Data extracted from a collection

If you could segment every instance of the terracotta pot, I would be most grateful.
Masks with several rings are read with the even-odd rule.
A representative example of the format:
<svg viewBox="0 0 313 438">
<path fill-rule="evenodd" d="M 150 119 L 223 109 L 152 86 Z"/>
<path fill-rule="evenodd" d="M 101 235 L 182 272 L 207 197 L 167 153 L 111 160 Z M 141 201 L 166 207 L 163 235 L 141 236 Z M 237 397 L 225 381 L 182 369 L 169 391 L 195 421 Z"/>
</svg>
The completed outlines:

==

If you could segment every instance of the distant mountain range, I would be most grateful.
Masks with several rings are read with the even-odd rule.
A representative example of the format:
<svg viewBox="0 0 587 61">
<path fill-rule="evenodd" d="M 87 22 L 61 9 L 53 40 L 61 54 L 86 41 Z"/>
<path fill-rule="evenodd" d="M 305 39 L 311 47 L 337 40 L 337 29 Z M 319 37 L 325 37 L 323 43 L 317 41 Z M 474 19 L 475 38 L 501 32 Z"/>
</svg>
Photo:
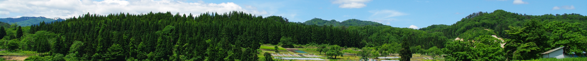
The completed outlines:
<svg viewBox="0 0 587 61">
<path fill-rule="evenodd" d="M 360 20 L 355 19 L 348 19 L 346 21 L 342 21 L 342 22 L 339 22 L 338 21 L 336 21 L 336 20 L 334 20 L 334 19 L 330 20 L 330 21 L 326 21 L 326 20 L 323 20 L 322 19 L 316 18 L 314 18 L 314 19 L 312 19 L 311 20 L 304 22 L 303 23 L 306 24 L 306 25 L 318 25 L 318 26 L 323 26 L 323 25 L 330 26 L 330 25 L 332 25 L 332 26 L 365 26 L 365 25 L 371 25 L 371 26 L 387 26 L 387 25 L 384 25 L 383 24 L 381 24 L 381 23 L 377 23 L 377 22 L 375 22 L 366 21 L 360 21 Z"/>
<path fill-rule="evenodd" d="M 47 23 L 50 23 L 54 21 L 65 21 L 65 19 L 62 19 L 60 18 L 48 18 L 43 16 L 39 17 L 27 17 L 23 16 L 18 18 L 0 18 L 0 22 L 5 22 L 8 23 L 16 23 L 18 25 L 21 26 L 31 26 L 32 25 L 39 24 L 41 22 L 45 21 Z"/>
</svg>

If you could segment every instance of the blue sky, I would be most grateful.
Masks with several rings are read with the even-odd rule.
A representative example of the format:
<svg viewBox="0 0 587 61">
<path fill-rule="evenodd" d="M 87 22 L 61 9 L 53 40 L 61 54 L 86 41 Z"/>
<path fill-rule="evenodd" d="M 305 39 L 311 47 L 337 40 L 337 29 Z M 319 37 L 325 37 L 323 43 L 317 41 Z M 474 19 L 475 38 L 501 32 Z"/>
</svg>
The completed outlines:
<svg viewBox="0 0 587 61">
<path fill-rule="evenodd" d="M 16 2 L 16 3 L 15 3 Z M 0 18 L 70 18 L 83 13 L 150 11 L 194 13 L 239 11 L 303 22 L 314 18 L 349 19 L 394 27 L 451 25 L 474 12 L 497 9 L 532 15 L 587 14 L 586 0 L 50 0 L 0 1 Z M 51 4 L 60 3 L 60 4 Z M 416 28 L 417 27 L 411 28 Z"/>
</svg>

*What is needed*.
Output as a numbered list the lines starting with the one that contains "If you could segment every instance of the terracotta" and ending with the one that contains "150 119 L 223", including both of those lines and omitting any blank lines.

*Problem solution*.
1. If you could segment every instance of the terracotta pot, I would be most grateful.
2. Masks with several rings are read with the even-odd rule.
3. A representative example of the format:
4. <svg viewBox="0 0 313 438">
5. <path fill-rule="evenodd" d="M 150 119 L 223 109 L 152 86 Z"/>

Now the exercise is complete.